WHAT IS ASKED: Rewrite everything from the line containing "segment: clear sky" down to the end of the lines, putting "nonzero" in place of "even-odd" and changing nothing else. Leave the pictures out of your answer.

─── RECORDS SHOWN ───

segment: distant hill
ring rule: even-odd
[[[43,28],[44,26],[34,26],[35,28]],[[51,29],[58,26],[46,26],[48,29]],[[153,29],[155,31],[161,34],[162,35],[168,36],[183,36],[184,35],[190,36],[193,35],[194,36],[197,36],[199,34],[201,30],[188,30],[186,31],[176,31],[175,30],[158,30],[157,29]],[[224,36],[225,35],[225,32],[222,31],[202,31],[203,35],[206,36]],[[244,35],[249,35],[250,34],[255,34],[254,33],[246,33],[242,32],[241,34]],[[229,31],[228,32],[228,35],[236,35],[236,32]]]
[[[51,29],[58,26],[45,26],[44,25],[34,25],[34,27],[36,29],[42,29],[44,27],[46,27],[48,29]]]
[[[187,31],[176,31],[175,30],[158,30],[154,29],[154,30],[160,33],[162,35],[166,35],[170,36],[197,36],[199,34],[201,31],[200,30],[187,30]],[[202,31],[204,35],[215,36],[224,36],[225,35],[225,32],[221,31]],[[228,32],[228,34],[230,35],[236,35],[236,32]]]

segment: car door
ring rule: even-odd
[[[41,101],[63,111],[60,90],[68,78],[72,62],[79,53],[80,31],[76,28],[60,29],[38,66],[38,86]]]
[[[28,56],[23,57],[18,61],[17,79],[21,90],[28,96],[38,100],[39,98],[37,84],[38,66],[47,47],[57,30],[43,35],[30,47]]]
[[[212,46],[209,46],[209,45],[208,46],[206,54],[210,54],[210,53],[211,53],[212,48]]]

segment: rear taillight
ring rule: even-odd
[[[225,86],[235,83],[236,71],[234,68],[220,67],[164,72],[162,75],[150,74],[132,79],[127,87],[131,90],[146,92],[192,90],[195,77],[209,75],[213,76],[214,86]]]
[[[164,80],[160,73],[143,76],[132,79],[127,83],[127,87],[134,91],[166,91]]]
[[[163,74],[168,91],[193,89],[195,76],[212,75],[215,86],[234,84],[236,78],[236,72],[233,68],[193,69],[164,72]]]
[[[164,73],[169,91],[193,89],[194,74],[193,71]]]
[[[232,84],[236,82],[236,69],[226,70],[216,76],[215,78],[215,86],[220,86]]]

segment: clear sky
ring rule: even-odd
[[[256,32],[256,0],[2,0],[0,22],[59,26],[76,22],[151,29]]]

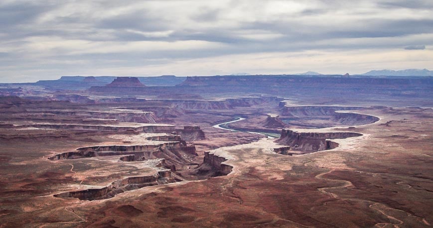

───

RESPONSE FOR THIS EXERCISE:
segment: clear sky
ring rule: nonzero
[[[256,32],[256,0],[2,0],[0,22],[59,26],[76,22],[151,29]]]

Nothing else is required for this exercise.